» AUFGABENSTELLUNG: Wandeln Sie alle folgenden Zeilen in eine nummerierte Liste um und lassen Sie dabei Leerzeilen weg. Die Bilder sollen in Ihrer Antwort nicht erscheinen.

» EINGABEZEILEN:
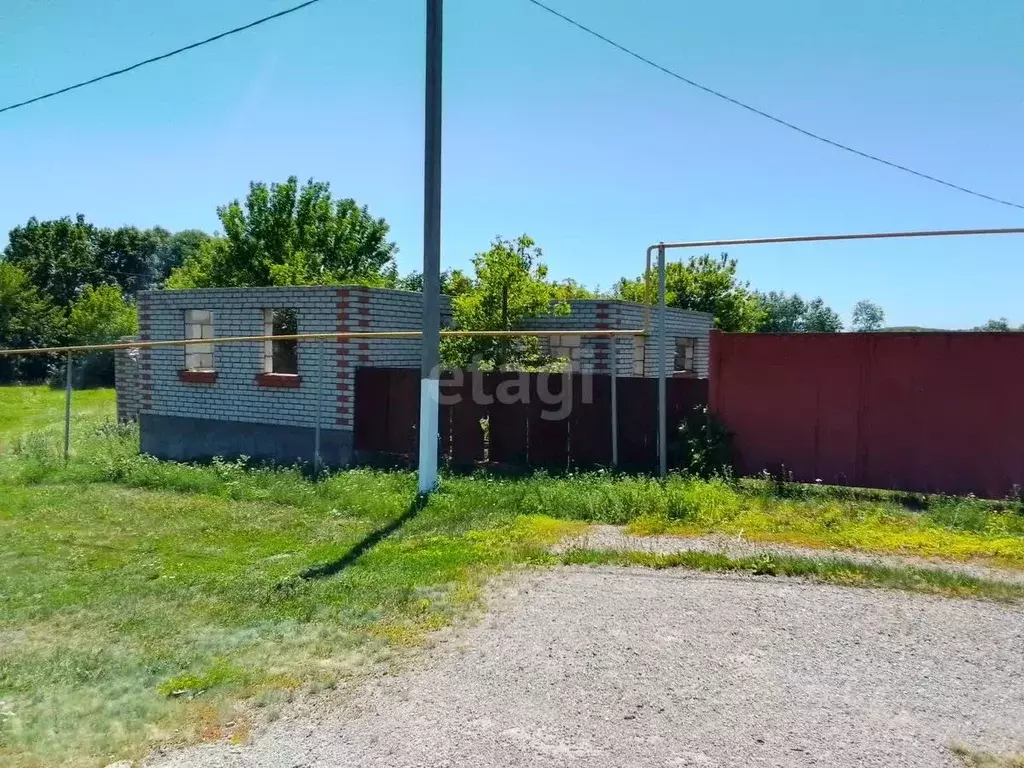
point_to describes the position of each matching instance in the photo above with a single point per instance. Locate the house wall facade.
(236, 409)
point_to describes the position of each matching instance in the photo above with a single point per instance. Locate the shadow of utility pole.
(325, 570)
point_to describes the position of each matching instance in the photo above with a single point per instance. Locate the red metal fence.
(519, 414)
(929, 412)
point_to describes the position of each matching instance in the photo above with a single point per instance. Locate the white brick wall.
(237, 395)
(596, 353)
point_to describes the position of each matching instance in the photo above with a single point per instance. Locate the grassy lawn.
(26, 410)
(145, 602)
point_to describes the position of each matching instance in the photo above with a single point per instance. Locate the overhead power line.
(161, 57)
(768, 116)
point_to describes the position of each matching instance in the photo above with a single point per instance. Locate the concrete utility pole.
(431, 251)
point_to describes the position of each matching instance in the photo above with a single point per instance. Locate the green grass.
(144, 602)
(41, 409)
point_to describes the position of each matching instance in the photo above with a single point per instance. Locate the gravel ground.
(616, 667)
(612, 537)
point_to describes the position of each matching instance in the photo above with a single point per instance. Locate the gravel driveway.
(615, 667)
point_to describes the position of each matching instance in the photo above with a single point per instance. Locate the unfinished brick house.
(264, 399)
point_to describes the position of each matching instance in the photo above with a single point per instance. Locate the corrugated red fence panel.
(927, 412)
(548, 421)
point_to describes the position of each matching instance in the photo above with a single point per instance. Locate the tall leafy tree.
(127, 257)
(867, 315)
(454, 282)
(291, 235)
(997, 324)
(782, 312)
(99, 315)
(508, 287)
(28, 318)
(175, 250)
(702, 284)
(58, 257)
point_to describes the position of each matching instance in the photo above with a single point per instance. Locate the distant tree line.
(67, 282)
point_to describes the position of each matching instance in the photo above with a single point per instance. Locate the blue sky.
(553, 133)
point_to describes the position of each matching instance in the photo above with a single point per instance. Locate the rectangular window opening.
(199, 325)
(281, 356)
(684, 355)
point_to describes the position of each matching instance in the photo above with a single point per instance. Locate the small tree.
(28, 318)
(100, 315)
(291, 236)
(867, 315)
(999, 324)
(508, 287)
(790, 313)
(704, 284)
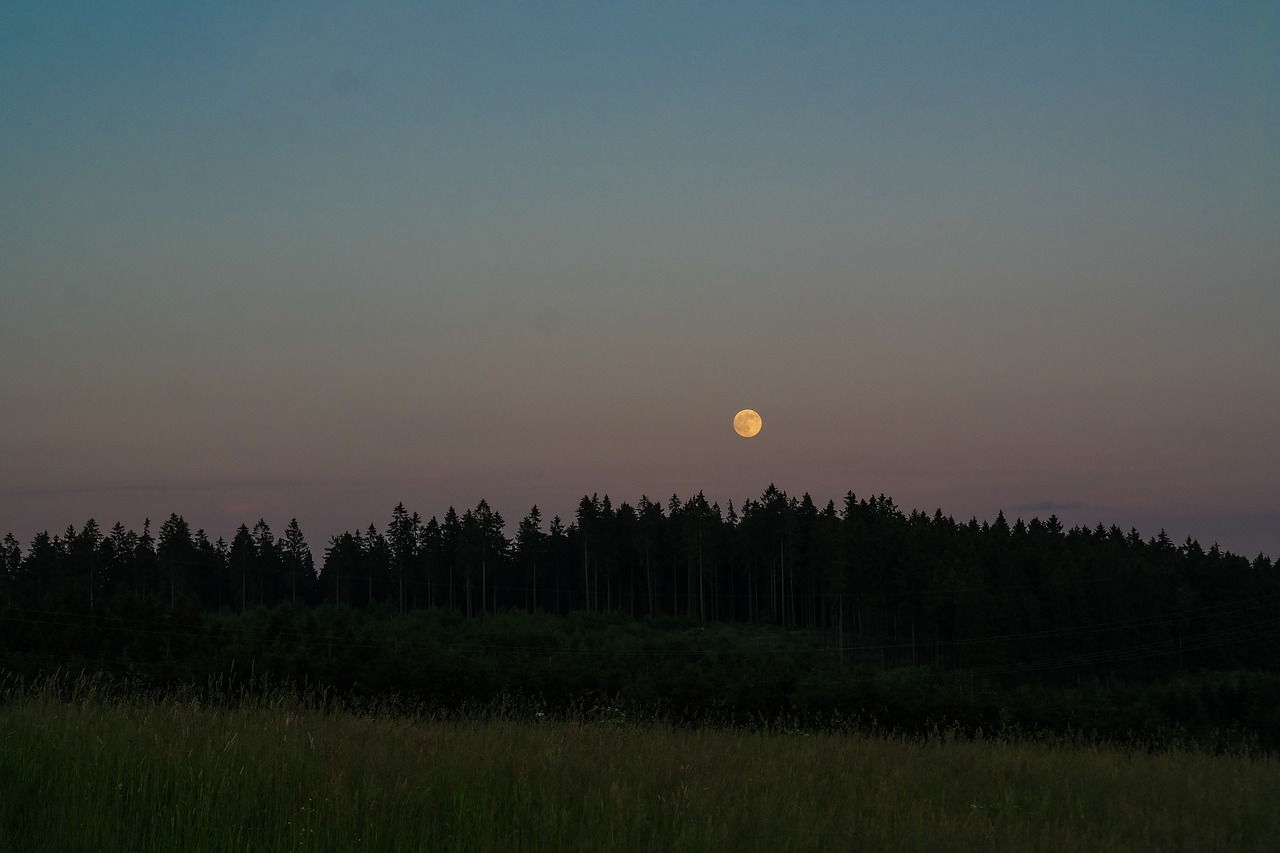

» LÖSUNG:
1. point_to describes the position of each matching instance in the photo above with a single point per instance. Locate the house wall facade.
2. (236, 409)
3. point_to describes the position of each matching instance in the photo above with a single point per instance. Locate the shadow of utility pole.
4. (325, 570)
5. point_to describes the position of each matching instance in the photo above with a single point per instance. Locate the red metal fence.
6. (519, 414)
7. (929, 412)
8. point_to describes the position of each matching instance in the photo above with a single point per instance. Locate the white brick wall.
9. (237, 395)
10. (596, 353)
11. point_to describes the position of each matching instance in the photo above with a single point per instance. Locate the grassy lawn.
12. (26, 410)
13. (145, 602)
14. point_to describes the position of each matching instance in the photo above with a single point per instance. Locate the overhead power line.
15. (161, 57)
16. (768, 116)
17. point_to describes the position of each matching instance in the photo above with a single point per instance. Locate the concrete utility pole.
18. (431, 251)
19. point_to describes the position of each matching instance in the photo above with a single point per instance. Locate the green grass.
20. (144, 602)
21. (41, 409)
22. point_to describes the position of each matching instance in the photo above with a single point per instance. Locate the gravel ground.
23. (616, 667)
24. (612, 537)
25. point_to describes the position of each matching instance in the photo above with a single point per instance. Locate the gravel driveway.
26. (615, 667)
27. point_to describes the position of each matching instance in the photo above with a single point per instance. Locate the unfinished brick house.
28. (264, 399)
29. point_to describes the position of each matching instance in the photo above with a single point per instance. Locate the corrugated red fence panel.
30. (927, 412)
31. (548, 421)
32. point_to describes the position of each matching instance in the photo above with a single point per instance. Locate the tall leafy tree.
33. (127, 257)
34. (867, 315)
35. (454, 282)
36. (291, 235)
37. (997, 324)
38. (782, 312)
39. (99, 315)
40. (508, 287)
41. (28, 318)
42. (175, 250)
43. (702, 284)
44. (58, 257)
45. point_to describes the position of each matching instance in the photo above with a single point per instance. Locate the distant tree line.
46. (67, 282)
47. point_to describes the position of each matching instance in the photo above with a single point per instance. Locate the blue sky.
48. (553, 133)
49. point_to describes the position of each matching instance in the photo above with a single point per instance. Locate the rectangular window opening.
50. (199, 325)
51. (281, 356)
52. (684, 355)
53. point_to describes the position of each matching instance in the photo above with a single point per instance. Locate the small tree.
54. (28, 318)
55. (100, 315)
56. (291, 236)
57. (867, 315)
58. (999, 324)
59. (508, 287)
60. (790, 313)
61. (704, 284)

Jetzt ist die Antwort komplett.